Goldie Hawn warned that the national trauma inflicted on children by the COVID-19 pandemic is approaching and “could very well surpass” the dread brought on by the 9/11 terror attacks and the Cold War.
In an op-ed for USA Today, Hawn described how she saw her “entire world get ripped apart” by the threat of all-out nuclear war between the United States and the Soviet Union in 1956 when she was in the fifth grade.
After being shown a graphic and grim educational film about the dangers of nuclear war, the then-11-year-old Goldie Hawn ran home during lunch to call her mother at work and told her, “Mommy, come home quick! We’re all going to die!”
Hawn said the threat of nuclear holocaust inflicted trauma on her for years.
“Even in high school, I’d hear a siren in the morning and be too terrified to go to school that day,” Hawn wrote. “This was a specific trauma that affected me, but it was a collective trauma, too – an entire generation of American children was, in some form or another, taught to think of nuclear holocaust as a real threat.”
Hawn compared the collective trauma endured by her generation to the upheaval other generations experienced – such as children who watched the Challenger space shuttle disaster happen live on Jan. 28, 1986, the kids who witnessed the Twin Towers collapse from the terror attacks of Sept. 11, 2001, and the youngsters who have had their lives turned upside down by the COVID-19 pandemic.
“We all know how magical a child’s imagination can be – the wonderful worlds they create in their minds. But there’s a flip side to the joyful creativity that can turn a big cardboard box into a spaceship,” the “Overboard” actress articulated. “A child’s mind exposed to real-world fear, without the ability to properly process it, can go down dark passages leading to nothing less than existential dread.”
Hawn explained that the COVID-19 pandemic has robbed adults and children of critical “support structures that all humans depend on for perspective, encouragement, and love.”
“The COVID era has changed our children’s lives in far more real, tangible ways — social distancing, school closures, daily mask use,” she added. “Kids are afraid of people, spaces, even the air around them – a level of constant fear not seen in decades.”
Hawn cited a report from the Centers for Disease Control and Prevention that found emergency room visits for suspected suicide attempts by adolescent girls spiked nearly 51% in 2021 and almost 4% for boys.
The movie star noted that U.S. Surgeon General Dr. Vivek Murthy cautioned in December that the COVID-19 pandemic has had “unprecedented impacts on the mental health of America’s youth and families.”
She also linked to a declaration of national emergency in child and adolescent mental health by the American Academy of Pediatrics, the American Academy of Child and Adolescent Psychiatry, and the Children’s Hospital Association.
“As health professionals dedicated to the care of children and adolescents, we have witnessed soaring rates of mental health challenges among children, adolescents, and their families over the course of the COVID-19 pandemic, exacerbating the situation that existed prior to the pandemic,” the declaration stated in October. “Children and families across our country have experienced enormous adversity and disruption.”
Hawn commented on the alarming concerns about the mental health of America’s youth, “This tells us that as a nation, we have failed our children.”
“We are not properly funding preventive care and early interventions that normalize the mental struggles every individual has at some level,” the Academy Award-winning actress wrote. “There are everyday tools for mental fitness, just as there are for exercise and healthy eating; we just don’t teach them in any systematic way to our nation’s children.”

## Required tasks
1) Repeat the Goldie Hawn article word for word, beginning at the words "Hawn explained that" and stopping after "4% for boys.".
2) Do these statements agree with the Goldie Hawn article? For each, answer yes or no and quote the deciding words. (a) Hawn was in the fifth grade in 1956. (b) The CDC report found that emergency room visits for suspected suicide attempts by adolescent girls rose nearly 51% in 2021. (c) The declaration of national emergency in child and adolescent mental health was issued in December.
The listing comes from a separate source.

(Collected data entries)
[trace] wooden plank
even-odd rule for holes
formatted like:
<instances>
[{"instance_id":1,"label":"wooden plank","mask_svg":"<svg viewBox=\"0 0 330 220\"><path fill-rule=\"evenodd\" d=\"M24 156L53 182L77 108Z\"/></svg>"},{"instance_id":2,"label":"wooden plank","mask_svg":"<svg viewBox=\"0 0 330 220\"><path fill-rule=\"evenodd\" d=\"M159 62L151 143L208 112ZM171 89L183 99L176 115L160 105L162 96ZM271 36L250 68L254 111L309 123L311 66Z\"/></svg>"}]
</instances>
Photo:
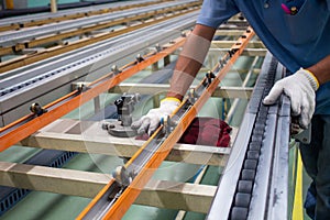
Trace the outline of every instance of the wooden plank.
<instances>
[{"instance_id":1,"label":"wooden plank","mask_svg":"<svg viewBox=\"0 0 330 220\"><path fill-rule=\"evenodd\" d=\"M109 174L0 162L2 186L92 198L110 179ZM216 190L216 186L151 179L135 204L207 213Z\"/></svg>"},{"instance_id":2,"label":"wooden plank","mask_svg":"<svg viewBox=\"0 0 330 220\"><path fill-rule=\"evenodd\" d=\"M78 131L79 130L79 131ZM81 132L84 130L84 132ZM231 134L233 143L237 129ZM110 136L100 122L57 120L20 142L23 146L132 157L144 141ZM166 160L226 166L230 147L176 144Z\"/></svg>"}]
</instances>

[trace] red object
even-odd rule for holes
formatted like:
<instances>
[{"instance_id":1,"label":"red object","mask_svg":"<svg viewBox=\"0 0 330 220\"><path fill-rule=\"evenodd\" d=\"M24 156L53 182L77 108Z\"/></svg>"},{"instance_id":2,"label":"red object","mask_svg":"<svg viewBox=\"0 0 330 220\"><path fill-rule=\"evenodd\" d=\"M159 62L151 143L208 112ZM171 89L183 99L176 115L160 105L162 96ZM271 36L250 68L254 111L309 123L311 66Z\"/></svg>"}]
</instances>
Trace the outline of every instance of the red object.
<instances>
[{"instance_id":1,"label":"red object","mask_svg":"<svg viewBox=\"0 0 330 220\"><path fill-rule=\"evenodd\" d=\"M231 130L228 123L220 119L195 118L179 143L228 147ZM136 136L136 140L147 139L147 134Z\"/></svg>"}]
</instances>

## Solutions
1)
Hawn explained that the COVID-19 pandemic has robbed adults and children of critical “support structures that all humans depend on for perspective, encouragement, and love.”
“The COVID era has changed our children’s lives in far more real, tangible ways — social distancing, school closures, daily mask use,” she added. “Kids are afraid of people, spaces, even the air around them – a level of constant fear not seen in decades.”
Hawn cited a report from the Centers for Disease Control and Prevention that found emergency room visits for suspected suicide attempts by adolescent girls spiked nearly 51% in 2021 and almost 4% for boys.

2)
(a) Yes: "in 1956 when she was in the fifth grade"
(b) Yes: "emergency room visits for suspected suicide attempts by adolescent girls spiked nearly 51% in 2021"
(c) No: "the declaration stated in October"